**Extrait fourni**
══════════
L’Ouganda, avec les conseils et le soutien des Etats-Unis, devrait sans perdre de temps lancer une nouvelle attaque contre la LRA, si possible alors que la plupart de ses commandants et combattants sont encore en Centrafrique et avant qu’ils ne retournent en RDC, dans un environnement opérationnel plus restrictif pour l’armée ougandaise. Dans le cadre de leur mission de conseil, les Etats-Unis doivent veiller à ce que cette dernière fasse de la protection des civils et de l’accès humanitaire ses priorités et accepte d’être tenue responsable pour ses actions.
Dans le même temps, si ce nouvel activisme est payant sur le terrain, l’UA doit accélérer la mise en œuvre de son initiative. L’ajouter à l’équation est essentiel pour obtenir l’engagement politique des pays concernés en conférant une légitimité continentale à cette lutte. Les éléments centraux de l’initiative de l’UA doivent être la nomination d’un envoyé spécial pour faciliter les relations entre Kinshasa et Kampala et l’autorisation d’une mission multinationale et multidimensionnelle – ce que l’UA appelle la Force d’intervention régionale (FIR). Elle impliquera seulement les troupes des pays actuellement engagés contre la LRA, principalement les Ougandais, mais elle devrait reposer sur un cadre opérationnel et légal unique pour l’armée ougandaise et celles des autres pays et créer des structures militaires de coordination. Une fois que la FIR sera en place, tous les efforts anti-LRA devraient être placés officiellement sous son égide.
Les planificateurs de l’UA doivent travailler étroitement avec les Etats-Unis pour s’assurer que, dès le début, l’initiative de l’UA privilégie les mêmes principes que ceux que Washington doit promouvoir auprès de l’armée ougandaise. Les bailleurs de fonds, notamment l’UE, doivent financer le volet complémentaire civil, en particulier le programme de défection pour les combattants de la LRA. Seule une telle approche multidimensionnelle est susceptible d’apporter la paix dans la région des trois frontières et de commencer à soigner les blessures physiques et sociales que le long cauchemar de la LRA a infligées aux populations.
══════════
**Données fournies**
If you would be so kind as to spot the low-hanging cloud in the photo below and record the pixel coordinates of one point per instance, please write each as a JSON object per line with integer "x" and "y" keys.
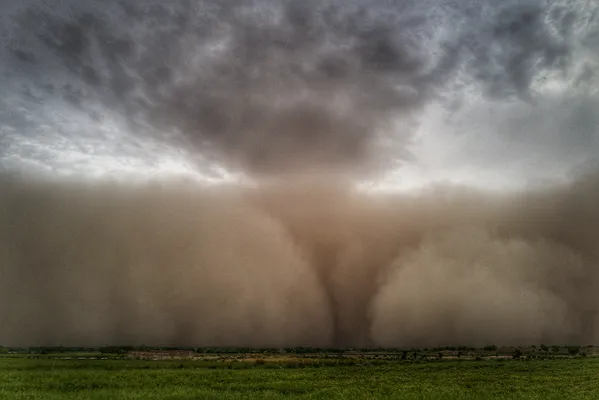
══════════
**Exercice proposé 1**
Répondez aux questions suivantes d'après l'extrait sur la lutte contre la LRA :
(a) Quel pays doit lancer une nouvelle attaque contre la LRA avec les conseils et le soutien des Etats-Unis ?
(b) Quel nom l'UA donne-t-elle à la mission multinationale et multidimensionnelle ?
(c) Quel programme les bailleurs de fonds doivent-ils financer en particulier ?
**Exercice proposé 2**
Prolongez l'extrait sur la lutte contre la LRA en enchaînant sur sa dernière phrase.
La liste qui précède n'est d'aucune utilité pour ce travail.

**Réponse 1**
(a) L'Ouganda.
(b) La Force d'intervention régionale (FIR).
(c) Le programme de défection pour les combattants de la LRA.

**Réponse 2**
RECOMMANDATIONS
Pour susciter et maintenir la volonté politique
À l’Union africaine :
1. Nommer d’urgence un envoyé spécial avec un mandat suffisant pour coordonner les efforts africains et internationaux contre la LRA, notamment pour convaincre :
a) le président Museveni d’engager davantage de troupes et d’équipements dans l’opération militaire en accroissant les efforts de protection des civils et la responsabilité des forces ougandaises engagées ;
b) les présidents Kabila (RDC), Bozizé (RCA) et Kiir (Sud-Soudan) d’autoriser l’accès de l’armée ougandaise à toutes les zones d’activité de la LRA pour une période de six mois, décision qui sera revue après cinq mois, et d’ordonner à leurs armées de protéger les civils ;
2. Mettre en place de façon urgente le bureau de l’envoyé spécial avec le personnel, le matériel et les ressources suffisantes pour fonctionner pendant au moins un an.Au gouvernement ougandais :
3. Démontrer un engagement total dans la lutte contre la LRA en acceptant l’initiative multidimensionnelle de l’UA, notamment la nomination d’un envoyé spécial doté d’un mandat fort ; en engageant plus de troupes et d’équipements dans l’opération militaire tout en rendant l’armée plus responsable et en accroissant les efforts de protection des civils.
Aux gouvernements du Congo, de la RCA et du Sud-Soudan :
4. Démontrer un engagement total dans la lutte contre la LRA en acceptant l’initiative multidimensionnelle de l’UA, notamment la nomination d’un envoyé spécial doté d’un mandat fort ; en autorisant l’accès de l’armée ougandaise dans toutes les zones touchées par la LRA et en s’assurant que les forces armées nationales accroissent leurs efforts de protection des civils.
Au gouvernement des Etats-Unis :
5. Soutenir pleinement le lancement de l’initiative multidimensionnelle de l’UA, notamment à travers la nomination d’un envoyé spécial doté d’un mandat fort.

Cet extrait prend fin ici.